Please rewrite the stretch from the start of the records through the line containing "[[32, 277], [46, 309], [18, 337], [223, 270], [11, 314]]", substituting "dot" for each "marker" and leaving everything else unchanged.
-----
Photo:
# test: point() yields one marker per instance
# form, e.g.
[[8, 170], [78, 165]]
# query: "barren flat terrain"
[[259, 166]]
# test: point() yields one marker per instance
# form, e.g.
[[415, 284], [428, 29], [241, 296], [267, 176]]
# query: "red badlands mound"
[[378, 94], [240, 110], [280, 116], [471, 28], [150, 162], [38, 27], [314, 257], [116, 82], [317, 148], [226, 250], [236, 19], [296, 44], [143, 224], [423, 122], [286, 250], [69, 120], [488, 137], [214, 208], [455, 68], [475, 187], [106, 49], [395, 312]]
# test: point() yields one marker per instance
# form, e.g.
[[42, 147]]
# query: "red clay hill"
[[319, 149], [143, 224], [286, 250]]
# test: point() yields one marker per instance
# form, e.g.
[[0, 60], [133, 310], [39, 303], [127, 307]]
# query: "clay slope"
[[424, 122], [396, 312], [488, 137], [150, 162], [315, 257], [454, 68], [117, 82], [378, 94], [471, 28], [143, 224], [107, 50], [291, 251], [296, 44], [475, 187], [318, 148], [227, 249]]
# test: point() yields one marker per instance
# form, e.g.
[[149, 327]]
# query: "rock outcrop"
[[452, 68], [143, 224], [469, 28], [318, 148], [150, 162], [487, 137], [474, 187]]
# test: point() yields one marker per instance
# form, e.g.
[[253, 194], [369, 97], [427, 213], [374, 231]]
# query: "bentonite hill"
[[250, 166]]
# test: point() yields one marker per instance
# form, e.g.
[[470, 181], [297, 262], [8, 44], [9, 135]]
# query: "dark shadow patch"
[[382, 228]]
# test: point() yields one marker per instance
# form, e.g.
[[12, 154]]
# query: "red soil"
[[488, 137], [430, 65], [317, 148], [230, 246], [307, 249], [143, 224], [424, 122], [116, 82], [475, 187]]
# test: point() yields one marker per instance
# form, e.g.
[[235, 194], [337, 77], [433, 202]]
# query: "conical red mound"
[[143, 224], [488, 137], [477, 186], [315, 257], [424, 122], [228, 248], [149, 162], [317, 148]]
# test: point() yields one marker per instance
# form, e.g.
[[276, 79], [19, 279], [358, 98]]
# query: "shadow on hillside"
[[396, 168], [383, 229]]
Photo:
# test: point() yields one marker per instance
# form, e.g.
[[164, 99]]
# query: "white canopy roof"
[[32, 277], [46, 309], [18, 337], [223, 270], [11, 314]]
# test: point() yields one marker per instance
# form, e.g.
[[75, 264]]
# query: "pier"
-----
TASK OUTPUT:
Photo:
# test: point() yields one dot per instance
# form, e.g.
[[8, 170], [78, 165]]
# query: "barren flat terrain"
[[259, 166]]
# test: point() yields one dot per instance
# form, e.g.
[[415, 284], [428, 29], [241, 296], [267, 176]]
# query: "red badlands mound"
[[378, 94], [240, 110], [280, 116], [471, 28], [150, 162], [38, 27], [314, 257], [116, 82], [317, 148], [226, 250], [236, 19], [296, 44], [143, 224], [423, 122], [286, 250], [69, 120], [488, 137], [214, 208], [455, 68], [475, 187], [106, 49], [395, 312]]
# test: point() yields one dot per instance
# form, e.g.
[[42, 147]]
# query: "red clay hill"
[[319, 149], [143, 224], [286, 250]]
# test: point() yields one dot per instance
# form, e.g.
[[0, 60], [133, 310], [39, 303], [127, 307]]
# query: "clay slope"
[[424, 122], [396, 312], [488, 137], [150, 162], [315, 257], [454, 68], [117, 82], [378, 94], [471, 28], [143, 224], [107, 50], [291, 251], [296, 44], [475, 187], [318, 148], [227, 249]]
# test: point() yields one dot per instance
# form, e.g.
[[149, 327]]
# query: "rock outcrop"
[[452, 68], [143, 224], [469, 28], [318, 148], [150, 162], [487, 137], [474, 187]]
# test: point() yields one dot per instance
# form, e.g.
[[253, 194], [369, 97], [427, 213], [374, 231]]
# query: "bentonite hill"
[[250, 166]]
# test: point() yields one dot per instance
# form, e.g.
[[470, 181], [297, 262], [8, 44], [9, 135]]
# query: "dark shadow patch"
[[382, 228]]
# test: point() yields one dot per instance
# form, e.g.
[[12, 154]]
# query: "red soil"
[[488, 137], [430, 65], [317, 148], [230, 246], [307, 249], [143, 224], [424, 122], [116, 82], [475, 187]]
# test: point() yields one dot per instance
# form, e.g.
[[235, 194], [337, 77], [433, 202]]
# query: "conical red mound"
[[143, 224], [488, 137], [477, 186], [315, 257], [424, 122], [228, 248], [149, 162], [317, 148]]
# test: point() yields one dot per instance
# form, e.g.
[[276, 79], [19, 279], [358, 98]]
# query: "shadow on hillside"
[[396, 168], [383, 229]]
Photo:
# test: point() yields one dot per instance
# form, e.g.
[[164, 99]]
# query: "white canopy roof"
[[32, 277], [46, 309], [18, 337], [223, 270], [11, 314]]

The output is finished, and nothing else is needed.